(Region labeling items)
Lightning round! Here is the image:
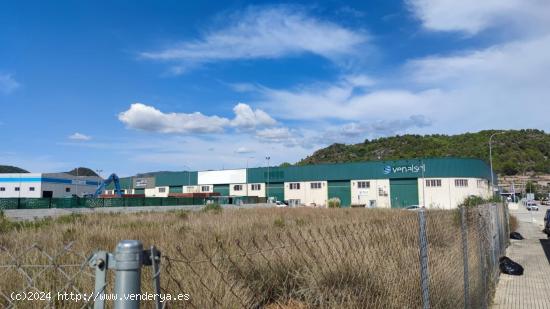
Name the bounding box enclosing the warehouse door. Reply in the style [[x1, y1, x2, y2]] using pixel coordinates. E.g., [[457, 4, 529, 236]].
[[168, 186, 183, 193], [266, 182, 285, 202], [390, 178, 418, 208], [328, 181, 351, 207], [214, 185, 229, 196]]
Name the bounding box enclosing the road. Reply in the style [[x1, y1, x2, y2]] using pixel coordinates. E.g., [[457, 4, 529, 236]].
[[492, 206, 550, 309]]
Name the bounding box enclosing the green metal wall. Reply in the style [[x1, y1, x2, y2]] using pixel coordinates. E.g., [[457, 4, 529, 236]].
[[168, 186, 183, 193], [106, 177, 132, 190], [328, 181, 351, 207], [155, 171, 198, 187], [266, 182, 285, 201], [134, 188, 145, 194], [214, 185, 229, 196], [247, 158, 491, 183], [390, 178, 418, 208]]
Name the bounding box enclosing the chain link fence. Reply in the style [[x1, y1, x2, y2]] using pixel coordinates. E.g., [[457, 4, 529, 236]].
[[0, 204, 509, 308]]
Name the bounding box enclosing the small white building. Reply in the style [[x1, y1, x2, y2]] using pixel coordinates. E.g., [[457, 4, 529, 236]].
[[0, 173, 102, 198]]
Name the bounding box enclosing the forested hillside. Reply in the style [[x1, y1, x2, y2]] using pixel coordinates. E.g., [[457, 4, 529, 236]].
[[297, 129, 550, 175]]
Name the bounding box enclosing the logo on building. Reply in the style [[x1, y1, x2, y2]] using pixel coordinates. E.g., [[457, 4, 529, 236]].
[[384, 164, 426, 175]]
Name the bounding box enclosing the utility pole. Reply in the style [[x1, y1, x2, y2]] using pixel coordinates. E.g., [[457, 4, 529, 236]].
[[244, 157, 254, 196], [489, 131, 506, 195], [265, 156, 271, 203], [75, 167, 80, 196]]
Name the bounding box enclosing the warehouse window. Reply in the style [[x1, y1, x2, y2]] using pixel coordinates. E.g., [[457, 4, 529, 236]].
[[310, 182, 322, 189], [290, 182, 300, 190], [477, 179, 488, 188], [357, 181, 370, 189], [426, 179, 441, 187]]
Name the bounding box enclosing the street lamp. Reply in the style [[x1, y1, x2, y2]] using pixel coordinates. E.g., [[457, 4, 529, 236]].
[[265, 156, 271, 203], [183, 164, 191, 193], [489, 131, 506, 194], [244, 157, 254, 197], [95, 169, 103, 194]]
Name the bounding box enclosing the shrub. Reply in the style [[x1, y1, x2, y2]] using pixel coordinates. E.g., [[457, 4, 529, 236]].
[[328, 197, 340, 208], [202, 203, 222, 213], [273, 218, 285, 227]]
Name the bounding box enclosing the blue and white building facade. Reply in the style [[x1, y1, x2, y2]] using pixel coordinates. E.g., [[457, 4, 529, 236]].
[[0, 173, 101, 198]]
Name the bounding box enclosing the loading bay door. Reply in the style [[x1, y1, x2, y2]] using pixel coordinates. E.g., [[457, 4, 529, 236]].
[[390, 178, 418, 208], [266, 182, 285, 202]]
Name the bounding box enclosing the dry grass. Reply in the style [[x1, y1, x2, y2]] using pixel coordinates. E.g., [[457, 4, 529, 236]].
[[510, 215, 519, 232], [0, 208, 498, 308]]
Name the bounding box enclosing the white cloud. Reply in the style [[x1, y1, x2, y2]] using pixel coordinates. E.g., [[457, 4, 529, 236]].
[[231, 103, 277, 129], [235, 147, 255, 154], [256, 127, 292, 142], [141, 6, 367, 73], [259, 79, 438, 121], [407, 0, 550, 34], [0, 74, 20, 94], [69, 132, 92, 141], [118, 103, 277, 134], [118, 103, 230, 133]]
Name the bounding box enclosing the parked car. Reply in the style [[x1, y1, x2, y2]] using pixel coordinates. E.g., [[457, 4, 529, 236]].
[[542, 209, 550, 238], [525, 201, 539, 211]]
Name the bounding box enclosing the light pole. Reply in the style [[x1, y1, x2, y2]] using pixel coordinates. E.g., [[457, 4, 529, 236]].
[[95, 169, 103, 194], [265, 156, 271, 203], [183, 165, 191, 193], [244, 157, 254, 197], [489, 131, 506, 195]]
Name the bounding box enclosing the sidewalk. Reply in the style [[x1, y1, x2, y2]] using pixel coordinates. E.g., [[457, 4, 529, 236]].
[[492, 207, 550, 309]]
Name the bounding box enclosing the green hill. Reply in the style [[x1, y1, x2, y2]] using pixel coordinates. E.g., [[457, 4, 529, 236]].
[[0, 165, 28, 173], [297, 129, 550, 175]]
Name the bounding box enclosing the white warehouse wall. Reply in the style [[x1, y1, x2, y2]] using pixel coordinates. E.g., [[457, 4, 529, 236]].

- _SET EXERCISE_
Can you update all the items above so that "pixel coordinates" becomes "image coordinates" everywhere, with nothing else changed and the pictures left out?

- _THE OUTPUT_
Lightning round! Here is the image:
Name the bounding box enclosing the warehouse door. Reply in the style [[x1, y1, x2, y2]] using image coordinates. E.g., [[457, 4, 529, 236]].
[[168, 186, 183, 193], [266, 182, 285, 202], [390, 178, 418, 208], [328, 181, 351, 207], [214, 185, 229, 196]]
Name the bounding box enclosing the road. Reply in the style [[x1, y1, x2, y2]] using image coordinates. E.g., [[457, 4, 529, 236]].
[[492, 206, 550, 309]]
Name the bounding box enclosing the green metal wall. Reply in the style [[x1, y1, x2, y2]] using image coordinates. E.g., [[457, 4, 529, 236]].
[[168, 186, 183, 193], [106, 177, 132, 190], [328, 181, 351, 207], [155, 171, 198, 187], [266, 182, 285, 201], [134, 188, 145, 194], [214, 185, 229, 196], [247, 158, 491, 183], [390, 178, 418, 208]]
Name the bounding box enclosing the chain link fence. Reply in the style [[x1, y1, x2, y2]] using image coordinates. E.g., [[457, 4, 529, 236]].
[[0, 204, 509, 308]]
Name the bounding box enclosing the small white building. Reply in the style [[x1, y1, x2, y2]] using image coordinates. E.g., [[457, 4, 529, 236]].
[[0, 173, 102, 198]]
Name the bounding box enclosing the forested hillside. Reply in the style [[x1, y1, x2, y2]] using image coordinates. E.g., [[457, 4, 529, 236]].
[[297, 129, 550, 175]]
Name the bounding box enclosing the logo on building. Reply in the style [[x1, y1, x2, y2]] using image coordinates. E.g., [[457, 4, 529, 236]].
[[384, 164, 426, 175]]
Name the bounding box enclosing the utility pole. Reply in the style [[x1, y1, x2, y2]] using image coordinates. E.g., [[457, 4, 529, 236]].
[[244, 157, 254, 196], [489, 131, 506, 195], [265, 156, 271, 203], [75, 167, 80, 196]]
Name the bounding box enclosing the warehouse window. Reply in the style [[x1, y1, x2, y2]] using image coordinates. E.g., [[457, 4, 529, 236]].
[[310, 182, 322, 189], [290, 182, 300, 190], [477, 179, 488, 188], [357, 181, 370, 189], [426, 179, 441, 187]]
Name the bounding box enclosing the street lamp. Reply in the style [[x1, y1, x2, y2]] using image coordinates. E.g., [[457, 4, 529, 236]].
[[265, 156, 271, 203], [183, 164, 191, 193], [489, 131, 506, 194], [244, 157, 254, 197], [95, 169, 103, 194]]
Name the bounding box enclosing the shrub. Reply in the style [[x1, y1, x2, y2]] using image coordinates. E.g., [[457, 4, 529, 236]].
[[328, 197, 340, 208], [202, 203, 222, 213], [273, 218, 285, 227]]
Name the bounding box enclosing the blue and white building facade. Reply in the style [[x1, y1, x2, y2]] using image coordinates. E.g., [[457, 4, 529, 236]].
[[0, 173, 101, 198]]
Name the bounding box enclosing the loading bay door. Reply in the style [[x1, y1, x2, y2]] using image coordinates. E.g., [[457, 4, 529, 236]].
[[390, 178, 418, 208], [266, 182, 285, 202]]
Name the bounding box enclosing the dry grass. Reply in the style [[x1, y1, x2, y2]] using image coordinates. E.g., [[457, 4, 529, 236]].
[[510, 215, 519, 232], [0, 208, 498, 308]]
Name the bounding box enclosing the white cloud. Reply in the style [[x1, y1, x2, y2]] using image coordinates. E.g., [[457, 4, 529, 236]].
[[231, 103, 277, 129], [235, 147, 255, 154], [256, 127, 292, 142], [141, 6, 367, 73], [259, 79, 438, 121], [407, 0, 550, 34], [0, 74, 20, 94], [69, 132, 92, 141], [118, 103, 277, 134], [118, 103, 230, 133]]
Name the bounding box enclosing the parked car. Reply in the style [[x1, y1, x2, y2]] using image coordinates. E.g., [[457, 4, 529, 236]].
[[542, 209, 550, 238], [525, 201, 539, 211]]
Name the bounding box enclosing the light pole. Reply in the style [[x1, y1, x2, y2]] using image coordinates. E.g., [[457, 4, 529, 236]].
[[95, 169, 103, 194], [265, 156, 271, 203], [183, 165, 191, 193], [244, 157, 254, 197], [489, 131, 506, 195]]
Name the bounding box enclosing the sidewalk. Reply in the style [[x1, y1, x2, y2]] using image coordinates. E.g., [[457, 4, 529, 236]].
[[492, 207, 550, 309]]
Name the bounding box enclosing the green hill. Reply in the style [[x1, y1, x2, y2]] using image coordinates. E.g., [[457, 4, 529, 236]].
[[0, 165, 28, 173], [297, 129, 550, 175]]
Name the bounding box enclosing the white warehouse wall. Reply in the style [[x1, y1, x2, y2]] using image coordinates. E.g., [[457, 4, 529, 236]].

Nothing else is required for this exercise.